Objetivo 1: Reemplaza "colored" por "blinking" en las entradas, desde el comienzo hasta la línea que contiene "rings combine even-odd", ambas incluidas. Devuelve solo esas líneas, sin ningún otro cambio.

Pasaje extraído:
>>>>>

Kim Jong-un, un hipster nuclear en la corte de Pyongyang

Foto de Kim Jong-un (distribuida por la agencia de noticias norcoreana KCNA) con un grupo de pilotos de combate en su visita a una base aerea.

Ramón Lobo

Con Kim Jong-un tengo una tentación: escribir que es un demócrata de toda la vida, que los campos de trabajo de Corea del Norte son patrañas capitalistas, que la gente es feliz como se puede adivinar cada vez que hay un desfile y que aman con abnegación supina a sus líderes extraordinarios, pues no hay más que ver lo que lloran cuando se muere uno de ellos. Si dijera todo esto, obtendría parabienes del sector más rígido del estalinismo y de la Brunete tuitera. Construir un perfil en clave irónica tiene riesgos; el principal, que alguien lo tome en serio, al pie de la letra.

<<<<<

Objetivo 2: Por favor, copia del texto sobre Kim Jong-un el fragmento entre "Kim Jong-un, un" y "de la letra.", ambos incluidos.

[Entradas de contornos de áreas etiquetadas]

>>>>>

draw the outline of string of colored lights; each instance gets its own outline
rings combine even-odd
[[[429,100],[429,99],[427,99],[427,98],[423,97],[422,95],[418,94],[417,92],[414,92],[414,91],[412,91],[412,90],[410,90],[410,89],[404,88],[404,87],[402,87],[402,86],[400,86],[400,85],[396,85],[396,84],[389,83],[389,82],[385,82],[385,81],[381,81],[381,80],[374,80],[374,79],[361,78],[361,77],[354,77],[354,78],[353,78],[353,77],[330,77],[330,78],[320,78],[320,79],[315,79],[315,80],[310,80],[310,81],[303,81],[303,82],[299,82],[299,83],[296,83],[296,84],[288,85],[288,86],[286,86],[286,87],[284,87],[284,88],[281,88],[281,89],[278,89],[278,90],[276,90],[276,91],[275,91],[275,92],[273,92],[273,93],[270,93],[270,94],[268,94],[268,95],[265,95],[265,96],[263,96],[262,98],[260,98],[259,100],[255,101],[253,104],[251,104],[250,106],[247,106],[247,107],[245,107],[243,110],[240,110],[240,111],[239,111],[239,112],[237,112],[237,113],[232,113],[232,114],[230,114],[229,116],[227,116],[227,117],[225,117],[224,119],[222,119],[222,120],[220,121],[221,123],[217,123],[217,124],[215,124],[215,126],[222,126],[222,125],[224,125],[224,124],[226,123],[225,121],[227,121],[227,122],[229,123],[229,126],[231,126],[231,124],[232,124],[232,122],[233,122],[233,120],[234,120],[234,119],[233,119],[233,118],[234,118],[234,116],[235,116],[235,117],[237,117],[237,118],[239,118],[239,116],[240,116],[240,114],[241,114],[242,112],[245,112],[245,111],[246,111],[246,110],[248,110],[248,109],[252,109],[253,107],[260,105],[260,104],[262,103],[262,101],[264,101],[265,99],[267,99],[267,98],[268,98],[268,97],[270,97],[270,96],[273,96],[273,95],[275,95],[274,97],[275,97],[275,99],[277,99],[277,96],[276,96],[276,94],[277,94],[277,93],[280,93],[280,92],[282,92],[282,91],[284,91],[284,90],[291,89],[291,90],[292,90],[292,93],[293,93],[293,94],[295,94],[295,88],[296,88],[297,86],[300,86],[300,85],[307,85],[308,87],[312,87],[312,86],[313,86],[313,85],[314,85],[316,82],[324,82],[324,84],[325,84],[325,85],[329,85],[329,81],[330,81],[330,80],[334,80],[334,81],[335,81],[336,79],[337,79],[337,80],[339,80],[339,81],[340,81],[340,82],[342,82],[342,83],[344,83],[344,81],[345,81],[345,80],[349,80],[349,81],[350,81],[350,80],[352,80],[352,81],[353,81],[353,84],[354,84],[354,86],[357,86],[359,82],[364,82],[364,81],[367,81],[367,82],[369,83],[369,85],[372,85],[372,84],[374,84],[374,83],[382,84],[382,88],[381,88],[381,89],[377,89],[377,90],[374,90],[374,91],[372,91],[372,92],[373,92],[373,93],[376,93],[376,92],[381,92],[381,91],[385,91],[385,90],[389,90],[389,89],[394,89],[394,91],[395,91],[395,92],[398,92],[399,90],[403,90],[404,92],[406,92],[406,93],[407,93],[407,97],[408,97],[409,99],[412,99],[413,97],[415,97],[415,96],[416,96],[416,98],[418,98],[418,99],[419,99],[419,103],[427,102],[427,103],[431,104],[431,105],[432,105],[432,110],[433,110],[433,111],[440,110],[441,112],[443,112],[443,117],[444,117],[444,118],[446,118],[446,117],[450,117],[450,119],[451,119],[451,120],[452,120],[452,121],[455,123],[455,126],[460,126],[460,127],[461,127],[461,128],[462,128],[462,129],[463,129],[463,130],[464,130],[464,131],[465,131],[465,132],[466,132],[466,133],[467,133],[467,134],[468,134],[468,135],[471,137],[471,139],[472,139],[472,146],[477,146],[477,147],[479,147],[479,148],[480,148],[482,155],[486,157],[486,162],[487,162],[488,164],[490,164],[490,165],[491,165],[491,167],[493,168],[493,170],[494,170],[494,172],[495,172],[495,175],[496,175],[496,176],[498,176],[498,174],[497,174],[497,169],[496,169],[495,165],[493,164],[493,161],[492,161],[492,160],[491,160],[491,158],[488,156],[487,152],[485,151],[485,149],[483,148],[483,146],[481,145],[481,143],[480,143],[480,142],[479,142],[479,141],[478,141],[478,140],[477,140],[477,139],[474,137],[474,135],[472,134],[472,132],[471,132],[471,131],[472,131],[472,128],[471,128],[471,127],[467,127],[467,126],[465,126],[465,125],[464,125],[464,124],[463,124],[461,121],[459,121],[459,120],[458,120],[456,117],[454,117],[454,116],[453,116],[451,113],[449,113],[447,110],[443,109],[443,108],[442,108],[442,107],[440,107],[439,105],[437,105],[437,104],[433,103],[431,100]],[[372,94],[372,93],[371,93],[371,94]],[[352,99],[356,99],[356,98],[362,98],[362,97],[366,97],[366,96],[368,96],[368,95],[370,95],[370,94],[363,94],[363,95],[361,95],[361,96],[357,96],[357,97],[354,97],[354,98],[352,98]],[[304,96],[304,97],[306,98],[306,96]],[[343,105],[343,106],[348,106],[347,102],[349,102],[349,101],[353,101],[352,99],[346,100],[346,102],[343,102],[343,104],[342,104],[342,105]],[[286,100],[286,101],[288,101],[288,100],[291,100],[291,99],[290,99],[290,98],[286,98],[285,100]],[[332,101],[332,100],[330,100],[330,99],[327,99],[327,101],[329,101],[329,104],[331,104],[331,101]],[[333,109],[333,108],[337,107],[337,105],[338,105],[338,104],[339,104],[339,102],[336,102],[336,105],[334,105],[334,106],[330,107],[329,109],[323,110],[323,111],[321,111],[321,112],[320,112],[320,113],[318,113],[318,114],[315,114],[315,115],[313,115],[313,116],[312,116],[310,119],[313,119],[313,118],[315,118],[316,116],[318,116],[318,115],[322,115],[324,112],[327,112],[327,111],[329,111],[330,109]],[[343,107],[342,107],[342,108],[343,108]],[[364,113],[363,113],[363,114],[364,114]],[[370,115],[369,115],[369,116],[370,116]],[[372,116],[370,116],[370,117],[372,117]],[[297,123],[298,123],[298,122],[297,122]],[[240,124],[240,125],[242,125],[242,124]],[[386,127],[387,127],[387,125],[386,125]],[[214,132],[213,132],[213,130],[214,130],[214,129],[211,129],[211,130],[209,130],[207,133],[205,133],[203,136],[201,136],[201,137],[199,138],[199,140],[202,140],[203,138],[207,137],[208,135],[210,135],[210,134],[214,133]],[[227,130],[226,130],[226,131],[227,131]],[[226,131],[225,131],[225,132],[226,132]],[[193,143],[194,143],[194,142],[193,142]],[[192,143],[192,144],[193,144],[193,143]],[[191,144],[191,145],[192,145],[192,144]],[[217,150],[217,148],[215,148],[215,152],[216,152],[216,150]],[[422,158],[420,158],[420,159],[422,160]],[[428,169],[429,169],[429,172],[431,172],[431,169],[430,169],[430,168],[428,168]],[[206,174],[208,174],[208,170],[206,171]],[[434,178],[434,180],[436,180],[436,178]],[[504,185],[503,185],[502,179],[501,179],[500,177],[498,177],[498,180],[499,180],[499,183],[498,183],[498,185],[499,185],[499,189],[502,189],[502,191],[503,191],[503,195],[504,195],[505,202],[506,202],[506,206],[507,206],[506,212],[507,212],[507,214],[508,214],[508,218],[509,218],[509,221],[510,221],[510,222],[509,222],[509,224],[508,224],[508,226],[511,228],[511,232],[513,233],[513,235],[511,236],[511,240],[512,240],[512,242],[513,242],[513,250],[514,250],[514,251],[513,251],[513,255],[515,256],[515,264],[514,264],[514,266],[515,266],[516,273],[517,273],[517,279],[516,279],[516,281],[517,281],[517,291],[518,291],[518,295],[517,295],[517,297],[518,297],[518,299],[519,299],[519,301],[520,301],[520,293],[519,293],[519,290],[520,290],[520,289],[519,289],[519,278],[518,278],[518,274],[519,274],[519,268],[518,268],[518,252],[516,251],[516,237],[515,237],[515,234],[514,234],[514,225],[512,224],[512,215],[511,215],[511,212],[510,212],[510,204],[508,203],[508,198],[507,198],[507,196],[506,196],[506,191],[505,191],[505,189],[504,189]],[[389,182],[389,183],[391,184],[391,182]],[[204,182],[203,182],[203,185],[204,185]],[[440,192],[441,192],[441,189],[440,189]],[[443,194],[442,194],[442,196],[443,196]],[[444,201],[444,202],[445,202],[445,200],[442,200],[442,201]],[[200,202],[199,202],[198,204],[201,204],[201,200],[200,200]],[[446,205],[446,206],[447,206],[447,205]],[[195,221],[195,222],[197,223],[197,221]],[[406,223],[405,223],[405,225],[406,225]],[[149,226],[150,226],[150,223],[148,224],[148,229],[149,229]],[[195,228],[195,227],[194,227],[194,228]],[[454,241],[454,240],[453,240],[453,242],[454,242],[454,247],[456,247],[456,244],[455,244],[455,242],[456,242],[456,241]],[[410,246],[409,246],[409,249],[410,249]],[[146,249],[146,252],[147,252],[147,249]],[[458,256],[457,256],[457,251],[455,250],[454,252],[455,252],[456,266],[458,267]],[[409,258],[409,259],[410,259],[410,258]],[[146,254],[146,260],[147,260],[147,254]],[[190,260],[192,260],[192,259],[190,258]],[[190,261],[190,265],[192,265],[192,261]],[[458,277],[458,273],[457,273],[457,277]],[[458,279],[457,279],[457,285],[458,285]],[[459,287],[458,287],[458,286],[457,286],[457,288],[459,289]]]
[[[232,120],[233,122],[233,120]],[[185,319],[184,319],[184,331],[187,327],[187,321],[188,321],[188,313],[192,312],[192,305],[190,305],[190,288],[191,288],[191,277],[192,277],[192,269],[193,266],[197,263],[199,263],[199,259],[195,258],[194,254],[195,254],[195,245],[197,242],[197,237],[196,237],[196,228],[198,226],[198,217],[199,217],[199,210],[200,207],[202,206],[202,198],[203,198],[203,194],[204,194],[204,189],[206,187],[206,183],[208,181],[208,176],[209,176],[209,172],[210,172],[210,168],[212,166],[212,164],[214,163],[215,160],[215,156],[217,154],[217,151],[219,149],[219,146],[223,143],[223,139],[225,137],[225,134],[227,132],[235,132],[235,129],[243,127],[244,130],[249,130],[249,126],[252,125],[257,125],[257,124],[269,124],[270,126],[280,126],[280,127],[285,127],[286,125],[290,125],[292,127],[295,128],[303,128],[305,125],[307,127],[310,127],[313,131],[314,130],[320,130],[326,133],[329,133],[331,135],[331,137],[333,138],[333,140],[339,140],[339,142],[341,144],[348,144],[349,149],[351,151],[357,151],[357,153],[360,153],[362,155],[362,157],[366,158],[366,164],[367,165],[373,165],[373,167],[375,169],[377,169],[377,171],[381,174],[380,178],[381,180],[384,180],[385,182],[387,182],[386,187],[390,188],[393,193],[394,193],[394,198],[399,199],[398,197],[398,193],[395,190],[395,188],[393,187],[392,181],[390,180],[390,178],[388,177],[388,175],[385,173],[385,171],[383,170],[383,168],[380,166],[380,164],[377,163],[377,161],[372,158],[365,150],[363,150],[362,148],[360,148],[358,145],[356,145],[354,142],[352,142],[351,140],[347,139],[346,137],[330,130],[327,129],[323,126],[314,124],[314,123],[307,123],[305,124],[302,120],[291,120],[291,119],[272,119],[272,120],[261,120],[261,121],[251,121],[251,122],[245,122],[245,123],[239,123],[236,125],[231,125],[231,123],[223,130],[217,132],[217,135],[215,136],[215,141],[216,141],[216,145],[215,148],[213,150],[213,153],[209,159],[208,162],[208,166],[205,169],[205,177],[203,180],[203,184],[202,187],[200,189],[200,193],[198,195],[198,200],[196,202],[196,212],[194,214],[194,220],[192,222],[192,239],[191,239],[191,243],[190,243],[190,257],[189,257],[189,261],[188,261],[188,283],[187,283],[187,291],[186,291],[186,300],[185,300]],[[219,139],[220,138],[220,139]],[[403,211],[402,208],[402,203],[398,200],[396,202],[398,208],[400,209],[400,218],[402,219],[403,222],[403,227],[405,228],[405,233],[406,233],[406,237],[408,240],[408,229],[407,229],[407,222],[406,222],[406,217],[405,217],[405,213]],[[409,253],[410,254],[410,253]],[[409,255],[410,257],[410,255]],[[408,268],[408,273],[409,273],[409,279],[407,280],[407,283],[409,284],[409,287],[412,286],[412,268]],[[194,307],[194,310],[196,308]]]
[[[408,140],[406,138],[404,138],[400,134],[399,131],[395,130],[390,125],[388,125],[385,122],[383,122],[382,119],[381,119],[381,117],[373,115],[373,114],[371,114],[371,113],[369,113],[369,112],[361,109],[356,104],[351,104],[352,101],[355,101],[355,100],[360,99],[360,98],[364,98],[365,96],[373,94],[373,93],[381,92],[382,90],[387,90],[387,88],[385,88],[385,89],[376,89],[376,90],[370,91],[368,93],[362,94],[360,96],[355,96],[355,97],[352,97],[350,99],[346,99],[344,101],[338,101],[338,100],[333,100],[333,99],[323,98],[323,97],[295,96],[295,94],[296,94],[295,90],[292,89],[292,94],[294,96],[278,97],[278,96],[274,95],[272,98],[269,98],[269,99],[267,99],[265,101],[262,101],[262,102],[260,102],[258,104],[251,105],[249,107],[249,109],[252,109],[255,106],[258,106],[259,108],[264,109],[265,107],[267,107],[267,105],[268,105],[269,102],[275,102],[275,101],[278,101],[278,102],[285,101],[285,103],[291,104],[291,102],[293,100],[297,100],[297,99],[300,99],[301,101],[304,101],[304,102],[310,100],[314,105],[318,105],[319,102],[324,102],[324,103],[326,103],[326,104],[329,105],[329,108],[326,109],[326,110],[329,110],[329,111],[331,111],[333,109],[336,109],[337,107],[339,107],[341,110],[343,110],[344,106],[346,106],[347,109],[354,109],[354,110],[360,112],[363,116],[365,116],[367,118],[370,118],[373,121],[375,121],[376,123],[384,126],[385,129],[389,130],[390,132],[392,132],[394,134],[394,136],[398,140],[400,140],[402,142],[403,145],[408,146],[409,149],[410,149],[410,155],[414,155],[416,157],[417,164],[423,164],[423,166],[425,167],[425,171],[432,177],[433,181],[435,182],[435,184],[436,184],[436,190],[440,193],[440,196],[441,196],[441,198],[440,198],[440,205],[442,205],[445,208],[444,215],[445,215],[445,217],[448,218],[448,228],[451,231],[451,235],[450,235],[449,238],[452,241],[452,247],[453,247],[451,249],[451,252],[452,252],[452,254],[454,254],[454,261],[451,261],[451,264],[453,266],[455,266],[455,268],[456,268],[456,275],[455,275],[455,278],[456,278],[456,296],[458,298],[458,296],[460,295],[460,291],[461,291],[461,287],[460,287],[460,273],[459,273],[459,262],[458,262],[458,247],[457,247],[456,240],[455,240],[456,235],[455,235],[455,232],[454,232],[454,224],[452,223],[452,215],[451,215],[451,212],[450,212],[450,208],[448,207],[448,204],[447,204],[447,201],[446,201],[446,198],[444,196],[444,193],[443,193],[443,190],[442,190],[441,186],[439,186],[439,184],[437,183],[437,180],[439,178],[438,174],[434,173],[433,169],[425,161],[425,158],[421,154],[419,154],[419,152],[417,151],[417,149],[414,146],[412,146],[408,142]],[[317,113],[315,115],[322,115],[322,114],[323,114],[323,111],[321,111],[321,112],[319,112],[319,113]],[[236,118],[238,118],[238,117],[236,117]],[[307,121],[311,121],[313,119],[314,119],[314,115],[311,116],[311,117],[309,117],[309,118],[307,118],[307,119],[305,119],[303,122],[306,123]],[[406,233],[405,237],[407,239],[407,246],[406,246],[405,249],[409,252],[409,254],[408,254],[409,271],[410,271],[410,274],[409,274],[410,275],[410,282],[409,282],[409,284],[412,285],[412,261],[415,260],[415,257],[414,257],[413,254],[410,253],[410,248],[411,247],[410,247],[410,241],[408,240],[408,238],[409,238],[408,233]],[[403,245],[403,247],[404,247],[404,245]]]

<<<<<

Respuesta escrita 1:
draw the outline of string of blinking lights; each instance gets its own outline
rings combine even-odd

Respuesta escrita 2:
Kim Jong-un, un hipster nuclear en la corte de Pyongyang

Foto de Kim Jong-un (distribuida por la agencia de noticias norcoreana KCNA) con un grupo de pilotos de combate en su visita a una base aerea.

Ramón Lobo

Con Kim Jong-un tengo una tentación: escribir que es un demócrata de toda la vida, que los campos de trabajo de Corea del Norte son patrañas capitalistas, que la gente es feliz como se puede adivinar cada vez que hay un desfile y que aman con abnegación supina a sus líderes extraordinarios, pues no hay más que ver lo que lloran cuando se muere uno de ellos. Si dijera todo esto, obtendría parabienes del sector más rígido del estalinismo y de la Brunete tuitera. Construir un perfil en clave irónica tiene riesgos; el principal, que alguien lo tome en serio, al pie de la letra.